** Page text follows **
By focusing on the “persistent presence” of CWD and defining it as ≥3 deer cases in a TRS, we recognize that the model could be missing newly emerging areas. For example, the model predicted very low probabilities in a cluster of TRSs where one or two CWD cases were reported along the southern edge of the Jo Daviess – Stephenson county line. The model could be under predicting this region because TRSs containing only one or two CWD cases between 2003 and 2015 were omitted from the model dataset, and the soil characteristics present here may not be typical of those that support the persistent presence of CWD in other parts of the region. To assess this possibility, we developed an alternative model in which TRSs with all cases were included in the dataset and classified as present (Supplementary Figs 24). These model results indicated that the most influential predictors were percent clay and pH, the same as our result for our model where persistent presence is defined as ≥3 CWD cases. However, the model in which TRSs with all cases were included produced relatively lower Kappa statistics and higher prediction error. Because we wanted to increase the opportunity to see environmental persistence of the disease, reduce the chance of transient deer affecting the disease status of a TRS, and because of the less accurate predictive capabilities, we did not consider TRSs with 1 or 2 cases in our BRT model. It could also be interpreted that the soil characteristics in this particular area do not favor reservoir development by making the infectious prion unavailable or by having characteristics that speed degradation of the prion. Areas in which CWD cases have been detected but predicted probabilities are low based on soil models may be important during disease management efforts because control by culling may be more effective in areas were environmental conditions are unfavorable for CWD transmission and persistence. It is important that management efforts focus on high risk areas for disease transmission, but the type of control can be more effective when matched with likely pathways of transmission.

This model indicates that soil characteristics can be an important piece of information to help when predicting the probability of CWD persistence on the landscape. The model highlighted the importance of the presence and abundance of soil properties associated with the availability and persistence of infectious prions in the environment. It also helps to infer mechanisms responsible for these differences–particularly when considered alongside studies in other areas where soils are a potential reservoir. Mixed findings in the literature have cited the complexities of soil factors and associated mechanisms driving prion sorption to soils, leaving us with limited understanding of how the infectivity and availability of prions might be affected across soil characteristics and geographical landscapes4,21,28,35,48,49. However, based on the interactions between proteins and soils, our model indicates that the persistent presence of CWD on the landscape might be predictable based on soil characteristics suggesting that it can be used in formulating CWD control management strategies.
** End of Page text **
** Records supplied follows **
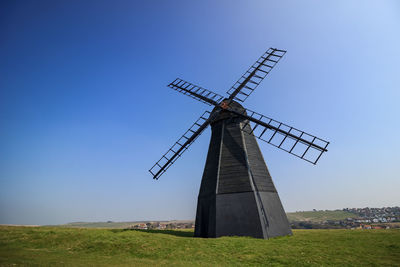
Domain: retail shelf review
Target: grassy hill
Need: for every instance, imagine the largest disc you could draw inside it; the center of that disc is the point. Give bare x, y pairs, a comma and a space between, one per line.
105, 247
319, 216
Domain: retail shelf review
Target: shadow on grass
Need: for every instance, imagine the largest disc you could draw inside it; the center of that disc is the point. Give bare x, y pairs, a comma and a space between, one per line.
165, 232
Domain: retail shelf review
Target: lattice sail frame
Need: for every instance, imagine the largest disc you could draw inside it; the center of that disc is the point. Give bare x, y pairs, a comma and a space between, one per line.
165, 161
294, 141
286, 137
257, 72
192, 90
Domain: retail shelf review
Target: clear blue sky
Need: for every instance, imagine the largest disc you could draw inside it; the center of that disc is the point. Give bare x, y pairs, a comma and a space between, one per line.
85, 111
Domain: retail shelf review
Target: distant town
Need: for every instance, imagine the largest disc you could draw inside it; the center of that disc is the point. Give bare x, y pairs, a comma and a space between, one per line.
348, 218
359, 218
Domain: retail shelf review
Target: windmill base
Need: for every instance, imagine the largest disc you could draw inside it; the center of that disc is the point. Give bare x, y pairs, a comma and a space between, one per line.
237, 196
239, 214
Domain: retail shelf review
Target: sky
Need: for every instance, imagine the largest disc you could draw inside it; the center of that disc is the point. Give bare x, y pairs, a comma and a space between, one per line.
85, 111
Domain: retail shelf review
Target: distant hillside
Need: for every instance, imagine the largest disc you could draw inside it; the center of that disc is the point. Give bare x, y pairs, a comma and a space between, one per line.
300, 216
319, 216
116, 225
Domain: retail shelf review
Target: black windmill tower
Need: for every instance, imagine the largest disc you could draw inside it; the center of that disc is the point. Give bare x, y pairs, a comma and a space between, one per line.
237, 195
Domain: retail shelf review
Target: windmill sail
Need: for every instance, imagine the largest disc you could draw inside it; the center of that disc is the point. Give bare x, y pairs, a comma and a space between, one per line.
255, 74
180, 146
294, 141
203, 95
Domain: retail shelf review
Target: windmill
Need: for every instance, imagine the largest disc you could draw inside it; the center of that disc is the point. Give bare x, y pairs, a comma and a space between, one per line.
237, 195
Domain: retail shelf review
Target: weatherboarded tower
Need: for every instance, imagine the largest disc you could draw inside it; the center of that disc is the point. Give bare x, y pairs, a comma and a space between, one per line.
237, 196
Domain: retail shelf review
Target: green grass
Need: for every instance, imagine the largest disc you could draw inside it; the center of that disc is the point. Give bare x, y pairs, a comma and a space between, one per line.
319, 216
101, 247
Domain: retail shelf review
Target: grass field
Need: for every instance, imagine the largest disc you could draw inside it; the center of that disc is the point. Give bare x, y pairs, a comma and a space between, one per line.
102, 247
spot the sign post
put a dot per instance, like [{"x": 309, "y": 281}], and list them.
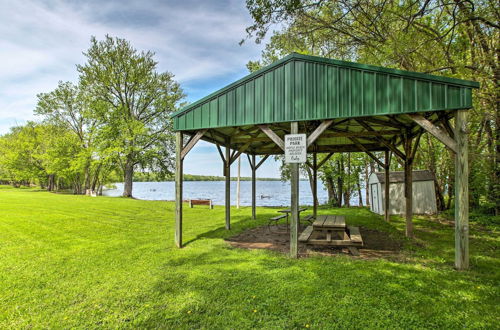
[
  {"x": 295, "y": 148},
  {"x": 295, "y": 153}
]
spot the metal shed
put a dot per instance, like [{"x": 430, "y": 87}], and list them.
[
  {"x": 424, "y": 194},
  {"x": 341, "y": 107}
]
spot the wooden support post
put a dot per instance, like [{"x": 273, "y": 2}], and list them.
[
  {"x": 294, "y": 201},
  {"x": 254, "y": 190},
  {"x": 408, "y": 187},
  {"x": 461, "y": 192},
  {"x": 227, "y": 172},
  {"x": 387, "y": 186},
  {"x": 315, "y": 185},
  {"x": 178, "y": 189}
]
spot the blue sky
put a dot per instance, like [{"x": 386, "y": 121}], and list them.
[{"x": 197, "y": 41}]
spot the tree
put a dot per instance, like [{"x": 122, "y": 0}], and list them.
[
  {"x": 457, "y": 38},
  {"x": 68, "y": 106},
  {"x": 133, "y": 104}
]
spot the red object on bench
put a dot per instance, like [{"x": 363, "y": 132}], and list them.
[{"x": 200, "y": 202}]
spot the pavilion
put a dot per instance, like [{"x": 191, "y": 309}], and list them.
[{"x": 342, "y": 107}]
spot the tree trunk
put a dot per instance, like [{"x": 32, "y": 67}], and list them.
[
  {"x": 367, "y": 194},
  {"x": 340, "y": 183},
  {"x": 332, "y": 199},
  {"x": 359, "y": 195},
  {"x": 128, "y": 174}
]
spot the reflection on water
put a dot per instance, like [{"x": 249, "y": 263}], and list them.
[{"x": 269, "y": 193}]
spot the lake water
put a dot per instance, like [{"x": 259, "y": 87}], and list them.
[{"x": 269, "y": 193}]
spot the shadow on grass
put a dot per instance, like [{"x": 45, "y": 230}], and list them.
[{"x": 246, "y": 289}]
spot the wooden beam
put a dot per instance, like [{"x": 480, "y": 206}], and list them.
[
  {"x": 408, "y": 187},
  {"x": 294, "y": 201},
  {"x": 261, "y": 161},
  {"x": 362, "y": 147},
  {"x": 273, "y": 136},
  {"x": 335, "y": 132},
  {"x": 318, "y": 131},
  {"x": 221, "y": 153},
  {"x": 315, "y": 185},
  {"x": 227, "y": 172},
  {"x": 242, "y": 149},
  {"x": 254, "y": 190},
  {"x": 382, "y": 140},
  {"x": 461, "y": 192},
  {"x": 434, "y": 130},
  {"x": 324, "y": 160},
  {"x": 387, "y": 168},
  {"x": 381, "y": 122},
  {"x": 178, "y": 188},
  {"x": 192, "y": 142},
  {"x": 325, "y": 149}
]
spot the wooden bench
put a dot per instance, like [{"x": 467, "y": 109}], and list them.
[
  {"x": 308, "y": 218},
  {"x": 304, "y": 236},
  {"x": 275, "y": 220},
  {"x": 201, "y": 202}
]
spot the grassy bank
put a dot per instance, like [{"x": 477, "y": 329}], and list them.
[{"x": 76, "y": 261}]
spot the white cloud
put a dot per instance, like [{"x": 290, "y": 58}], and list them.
[{"x": 42, "y": 41}]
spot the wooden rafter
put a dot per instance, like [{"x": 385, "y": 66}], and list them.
[
  {"x": 191, "y": 143},
  {"x": 380, "y": 122},
  {"x": 318, "y": 131},
  {"x": 242, "y": 149},
  {"x": 220, "y": 152},
  {"x": 362, "y": 147},
  {"x": 273, "y": 136},
  {"x": 382, "y": 140},
  {"x": 261, "y": 161},
  {"x": 324, "y": 160},
  {"x": 434, "y": 130}
]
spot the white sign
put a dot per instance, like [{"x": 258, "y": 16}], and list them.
[{"x": 295, "y": 148}]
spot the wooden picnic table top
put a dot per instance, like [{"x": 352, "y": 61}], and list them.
[
  {"x": 301, "y": 209},
  {"x": 329, "y": 222}
]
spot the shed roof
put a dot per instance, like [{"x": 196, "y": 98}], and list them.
[
  {"x": 399, "y": 177},
  {"x": 304, "y": 88}
]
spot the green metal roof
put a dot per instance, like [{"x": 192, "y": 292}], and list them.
[{"x": 302, "y": 88}]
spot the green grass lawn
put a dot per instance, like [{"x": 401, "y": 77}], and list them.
[{"x": 75, "y": 261}]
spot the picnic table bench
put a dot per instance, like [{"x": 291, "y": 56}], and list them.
[
  {"x": 201, "y": 202},
  {"x": 331, "y": 230}
]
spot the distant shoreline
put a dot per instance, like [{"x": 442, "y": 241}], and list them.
[{"x": 146, "y": 177}]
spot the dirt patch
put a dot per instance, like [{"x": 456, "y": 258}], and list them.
[{"x": 376, "y": 244}]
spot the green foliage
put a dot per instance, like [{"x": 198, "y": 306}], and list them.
[
  {"x": 114, "y": 121},
  {"x": 154, "y": 176},
  {"x": 81, "y": 262},
  {"x": 458, "y": 39},
  {"x": 132, "y": 104}
]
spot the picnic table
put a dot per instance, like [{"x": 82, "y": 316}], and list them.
[{"x": 331, "y": 230}]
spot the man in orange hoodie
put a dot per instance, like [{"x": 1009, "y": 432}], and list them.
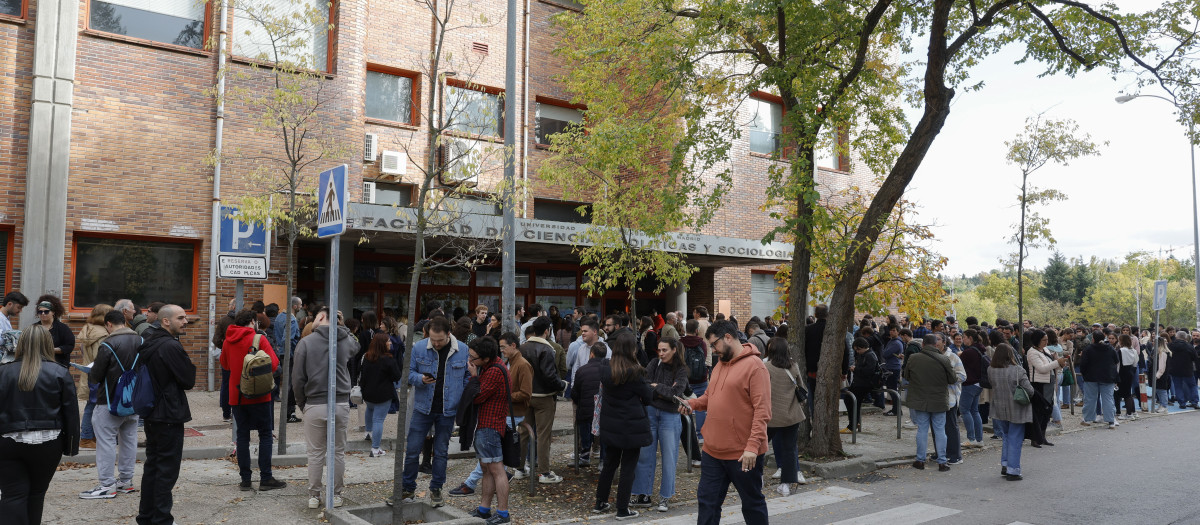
[
  {"x": 738, "y": 397},
  {"x": 250, "y": 412}
]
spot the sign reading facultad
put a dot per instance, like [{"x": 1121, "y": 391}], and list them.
[
  {"x": 241, "y": 267},
  {"x": 331, "y": 203},
  {"x": 244, "y": 248},
  {"x": 1159, "y": 295}
]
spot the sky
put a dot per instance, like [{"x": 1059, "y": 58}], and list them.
[{"x": 1135, "y": 195}]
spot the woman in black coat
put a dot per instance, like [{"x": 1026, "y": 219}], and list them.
[{"x": 624, "y": 427}]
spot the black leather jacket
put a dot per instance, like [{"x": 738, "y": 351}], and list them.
[{"x": 51, "y": 405}]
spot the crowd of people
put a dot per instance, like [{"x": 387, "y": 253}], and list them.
[{"x": 642, "y": 391}]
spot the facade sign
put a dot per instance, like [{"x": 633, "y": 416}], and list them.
[{"x": 373, "y": 217}]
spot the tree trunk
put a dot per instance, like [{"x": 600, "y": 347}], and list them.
[{"x": 826, "y": 440}]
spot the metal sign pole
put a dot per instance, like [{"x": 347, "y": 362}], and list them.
[{"x": 335, "y": 249}]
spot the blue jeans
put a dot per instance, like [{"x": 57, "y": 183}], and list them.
[
  {"x": 924, "y": 420},
  {"x": 715, "y": 476},
  {"x": 783, "y": 440},
  {"x": 1011, "y": 451},
  {"x": 478, "y": 474},
  {"x": 665, "y": 428},
  {"x": 699, "y": 390},
  {"x": 85, "y": 432},
  {"x": 418, "y": 428},
  {"x": 1099, "y": 392},
  {"x": 969, "y": 403},
  {"x": 375, "y": 417},
  {"x": 1185, "y": 387}
]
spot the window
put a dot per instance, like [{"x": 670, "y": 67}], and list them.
[
  {"x": 173, "y": 22},
  {"x": 12, "y": 7},
  {"x": 562, "y": 211},
  {"x": 480, "y": 113},
  {"x": 300, "y": 34},
  {"x": 553, "y": 119},
  {"x": 107, "y": 269},
  {"x": 766, "y": 125},
  {"x": 390, "y": 96}
]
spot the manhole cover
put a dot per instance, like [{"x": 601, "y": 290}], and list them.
[{"x": 870, "y": 477}]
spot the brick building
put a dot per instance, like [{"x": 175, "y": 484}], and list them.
[{"x": 107, "y": 116}]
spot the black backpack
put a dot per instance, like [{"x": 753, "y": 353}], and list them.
[{"x": 697, "y": 370}]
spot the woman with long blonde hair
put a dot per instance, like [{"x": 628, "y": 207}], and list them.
[{"x": 39, "y": 417}]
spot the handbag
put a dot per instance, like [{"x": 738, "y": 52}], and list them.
[
  {"x": 1020, "y": 396},
  {"x": 357, "y": 390},
  {"x": 802, "y": 396},
  {"x": 510, "y": 442}
]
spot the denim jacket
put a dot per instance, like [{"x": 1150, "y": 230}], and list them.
[{"x": 425, "y": 358}]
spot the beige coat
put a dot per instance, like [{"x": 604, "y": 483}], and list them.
[
  {"x": 785, "y": 410},
  {"x": 90, "y": 337}
]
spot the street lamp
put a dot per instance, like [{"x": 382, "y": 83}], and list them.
[{"x": 1195, "y": 210}]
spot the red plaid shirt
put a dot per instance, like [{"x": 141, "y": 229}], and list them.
[{"x": 493, "y": 398}]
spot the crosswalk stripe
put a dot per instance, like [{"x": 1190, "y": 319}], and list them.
[
  {"x": 907, "y": 514},
  {"x": 810, "y": 499}
]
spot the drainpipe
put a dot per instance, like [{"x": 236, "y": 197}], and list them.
[{"x": 215, "y": 243}]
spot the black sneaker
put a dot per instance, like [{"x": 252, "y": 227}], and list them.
[
  {"x": 271, "y": 484},
  {"x": 462, "y": 490}
]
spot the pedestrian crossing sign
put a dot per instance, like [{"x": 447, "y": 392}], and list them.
[{"x": 331, "y": 203}]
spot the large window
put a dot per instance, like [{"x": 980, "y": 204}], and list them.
[
  {"x": 553, "y": 119},
  {"x": 475, "y": 112},
  {"x": 390, "y": 96},
  {"x": 108, "y": 269},
  {"x": 766, "y": 125},
  {"x": 173, "y": 22},
  {"x": 294, "y": 31}
]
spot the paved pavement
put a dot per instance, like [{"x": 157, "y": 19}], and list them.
[{"x": 207, "y": 492}]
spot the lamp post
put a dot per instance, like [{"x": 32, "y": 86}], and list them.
[{"x": 1195, "y": 210}]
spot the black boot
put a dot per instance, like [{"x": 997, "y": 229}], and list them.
[{"x": 427, "y": 457}]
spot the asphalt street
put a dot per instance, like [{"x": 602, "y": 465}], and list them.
[{"x": 1138, "y": 474}]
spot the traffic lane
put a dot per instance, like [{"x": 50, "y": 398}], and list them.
[{"x": 1134, "y": 474}]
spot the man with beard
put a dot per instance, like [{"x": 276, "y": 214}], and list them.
[{"x": 739, "y": 396}]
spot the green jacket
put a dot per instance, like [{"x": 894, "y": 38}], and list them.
[{"x": 929, "y": 373}]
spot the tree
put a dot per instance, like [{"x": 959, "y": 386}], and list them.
[
  {"x": 1056, "y": 281},
  {"x": 1042, "y": 143},
  {"x": 286, "y": 97}
]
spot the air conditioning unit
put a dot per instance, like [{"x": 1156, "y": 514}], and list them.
[
  {"x": 370, "y": 148},
  {"x": 463, "y": 160},
  {"x": 369, "y": 192},
  {"x": 394, "y": 163}
]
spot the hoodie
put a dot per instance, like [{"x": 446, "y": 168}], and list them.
[
  {"x": 238, "y": 342},
  {"x": 738, "y": 404},
  {"x": 310, "y": 370}
]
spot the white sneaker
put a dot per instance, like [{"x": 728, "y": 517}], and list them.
[{"x": 99, "y": 493}]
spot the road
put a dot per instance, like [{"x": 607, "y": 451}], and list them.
[{"x": 1137, "y": 474}]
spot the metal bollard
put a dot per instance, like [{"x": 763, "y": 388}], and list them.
[
  {"x": 895, "y": 394},
  {"x": 852, "y": 410}
]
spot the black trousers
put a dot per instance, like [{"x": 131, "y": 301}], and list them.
[
  {"x": 627, "y": 458},
  {"x": 165, "y": 451},
  {"x": 28, "y": 470}
]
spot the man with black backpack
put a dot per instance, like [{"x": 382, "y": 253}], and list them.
[
  {"x": 117, "y": 435},
  {"x": 172, "y": 373},
  {"x": 251, "y": 362}
]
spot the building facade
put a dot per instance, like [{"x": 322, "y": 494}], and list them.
[{"x": 109, "y": 116}]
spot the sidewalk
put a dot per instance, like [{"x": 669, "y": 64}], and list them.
[{"x": 208, "y": 494}]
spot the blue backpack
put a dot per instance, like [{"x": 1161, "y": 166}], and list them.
[{"x": 121, "y": 404}]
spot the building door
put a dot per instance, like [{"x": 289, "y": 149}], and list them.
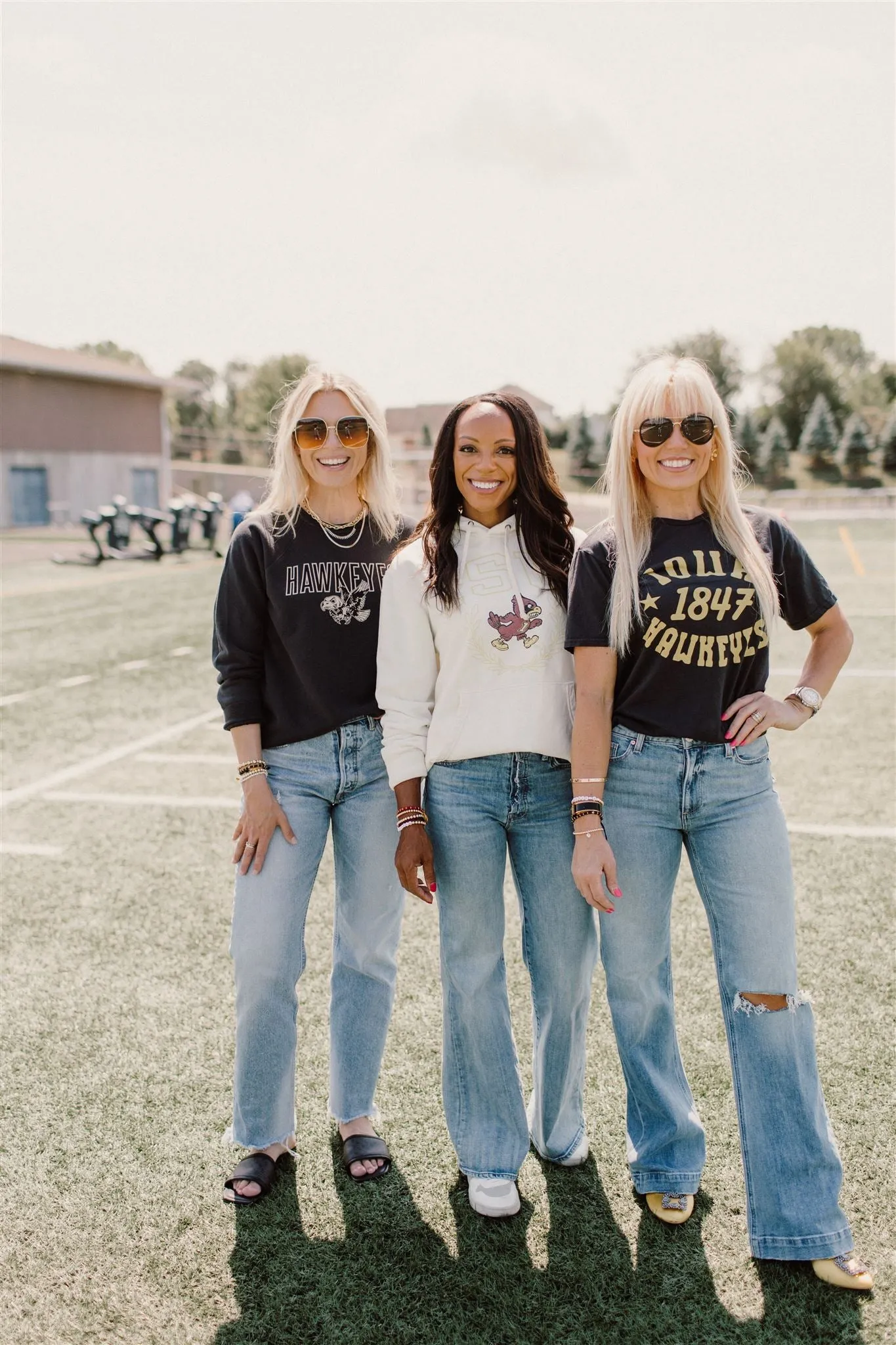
** End of Records supplied **
→ What to do
In the page text, which two predictors were most influential in the alternative model that included TRSs with all cases?

→ Your solution
Percent clay and pH.